Description of the task:
Where in the records does the word "peak" occur? Copy each line in which it does.
>>>>
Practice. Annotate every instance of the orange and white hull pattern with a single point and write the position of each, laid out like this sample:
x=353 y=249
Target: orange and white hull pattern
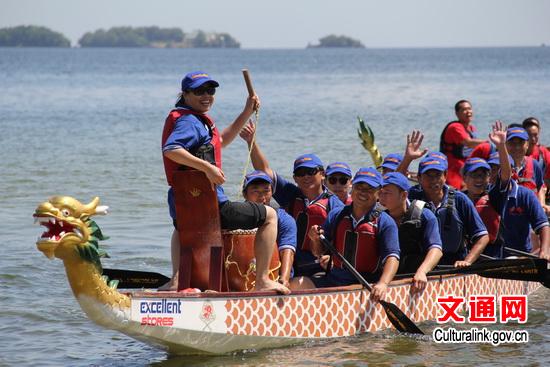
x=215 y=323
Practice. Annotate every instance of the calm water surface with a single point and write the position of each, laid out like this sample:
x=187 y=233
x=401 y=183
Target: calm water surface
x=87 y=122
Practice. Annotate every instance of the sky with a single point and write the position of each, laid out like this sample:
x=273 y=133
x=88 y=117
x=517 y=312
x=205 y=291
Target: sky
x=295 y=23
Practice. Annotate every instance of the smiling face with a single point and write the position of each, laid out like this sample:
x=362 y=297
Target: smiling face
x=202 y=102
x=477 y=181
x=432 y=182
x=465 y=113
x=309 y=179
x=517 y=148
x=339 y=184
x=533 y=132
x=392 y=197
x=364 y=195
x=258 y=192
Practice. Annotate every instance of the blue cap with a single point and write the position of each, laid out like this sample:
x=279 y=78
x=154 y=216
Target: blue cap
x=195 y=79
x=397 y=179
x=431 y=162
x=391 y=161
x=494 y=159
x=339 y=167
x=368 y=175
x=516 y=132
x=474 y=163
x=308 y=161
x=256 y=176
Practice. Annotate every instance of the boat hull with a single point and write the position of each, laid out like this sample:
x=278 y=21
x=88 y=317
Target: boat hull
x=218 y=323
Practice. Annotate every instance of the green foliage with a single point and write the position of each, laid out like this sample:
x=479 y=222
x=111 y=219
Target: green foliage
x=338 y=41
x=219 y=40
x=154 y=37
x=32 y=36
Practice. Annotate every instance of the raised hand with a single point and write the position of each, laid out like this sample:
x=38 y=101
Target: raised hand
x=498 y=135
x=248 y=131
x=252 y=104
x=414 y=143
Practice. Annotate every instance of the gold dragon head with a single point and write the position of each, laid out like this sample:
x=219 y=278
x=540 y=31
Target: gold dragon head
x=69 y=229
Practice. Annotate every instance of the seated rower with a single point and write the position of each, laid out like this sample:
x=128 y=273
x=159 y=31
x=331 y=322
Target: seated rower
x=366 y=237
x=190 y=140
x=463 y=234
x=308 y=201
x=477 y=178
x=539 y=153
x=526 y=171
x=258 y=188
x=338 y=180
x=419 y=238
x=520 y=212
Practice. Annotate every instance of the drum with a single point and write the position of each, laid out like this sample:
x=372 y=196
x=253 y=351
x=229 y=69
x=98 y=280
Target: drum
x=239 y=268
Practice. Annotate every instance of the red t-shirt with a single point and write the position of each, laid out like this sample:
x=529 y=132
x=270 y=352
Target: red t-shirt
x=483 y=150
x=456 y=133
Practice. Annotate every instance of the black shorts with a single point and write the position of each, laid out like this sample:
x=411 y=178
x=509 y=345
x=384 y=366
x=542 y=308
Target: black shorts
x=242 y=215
<<<<
>>>>
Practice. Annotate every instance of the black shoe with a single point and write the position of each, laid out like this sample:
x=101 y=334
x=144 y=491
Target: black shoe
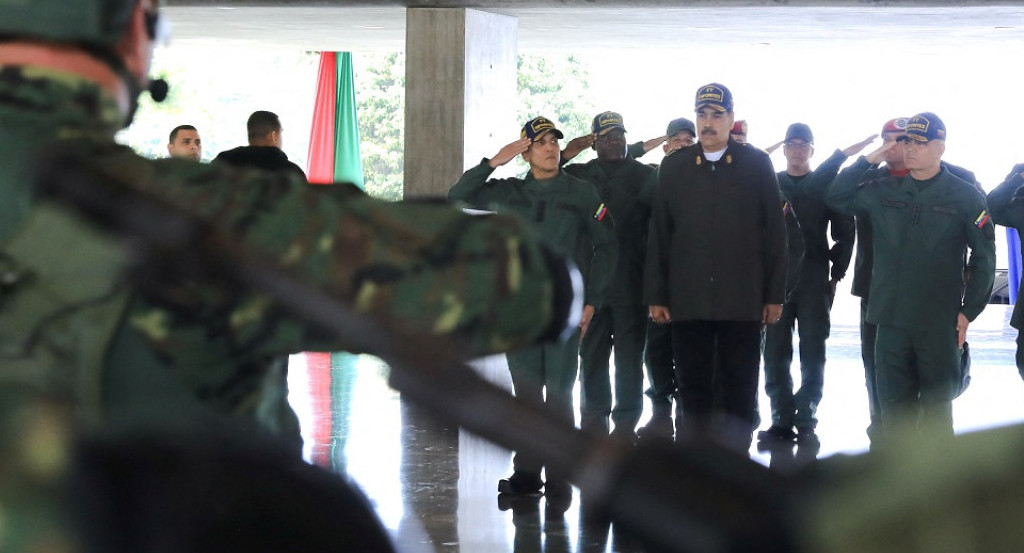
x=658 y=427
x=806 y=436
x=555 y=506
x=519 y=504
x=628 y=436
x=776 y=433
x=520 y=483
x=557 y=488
<<<<
>>>>
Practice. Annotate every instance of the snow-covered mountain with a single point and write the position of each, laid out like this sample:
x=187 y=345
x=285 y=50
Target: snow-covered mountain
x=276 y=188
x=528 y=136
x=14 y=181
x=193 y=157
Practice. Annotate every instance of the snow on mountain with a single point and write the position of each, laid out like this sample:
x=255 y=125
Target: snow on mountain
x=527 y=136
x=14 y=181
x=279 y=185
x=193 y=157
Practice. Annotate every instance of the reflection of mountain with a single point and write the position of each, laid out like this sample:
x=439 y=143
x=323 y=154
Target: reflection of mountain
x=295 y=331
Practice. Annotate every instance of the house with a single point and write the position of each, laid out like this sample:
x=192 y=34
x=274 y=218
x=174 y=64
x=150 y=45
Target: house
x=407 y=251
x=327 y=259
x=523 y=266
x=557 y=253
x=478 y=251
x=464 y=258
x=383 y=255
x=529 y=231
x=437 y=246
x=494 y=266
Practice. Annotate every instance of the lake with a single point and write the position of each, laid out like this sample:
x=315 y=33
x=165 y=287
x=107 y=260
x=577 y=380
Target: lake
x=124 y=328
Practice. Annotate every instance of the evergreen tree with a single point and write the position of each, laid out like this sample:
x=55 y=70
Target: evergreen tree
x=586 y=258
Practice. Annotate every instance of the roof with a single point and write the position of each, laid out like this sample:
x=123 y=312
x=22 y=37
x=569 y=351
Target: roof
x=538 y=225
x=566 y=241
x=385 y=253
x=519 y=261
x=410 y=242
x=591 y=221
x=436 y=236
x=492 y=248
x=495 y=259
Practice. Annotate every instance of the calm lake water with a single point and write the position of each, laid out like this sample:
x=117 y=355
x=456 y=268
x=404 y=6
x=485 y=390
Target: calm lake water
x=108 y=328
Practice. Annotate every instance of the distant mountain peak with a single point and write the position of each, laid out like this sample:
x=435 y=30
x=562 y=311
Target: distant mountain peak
<<<<
Result for this task:
Practice. Annotate every instance of the distant mountain peak with a single point and write the position of each, laid out like this sample:
Target: distant mountain peak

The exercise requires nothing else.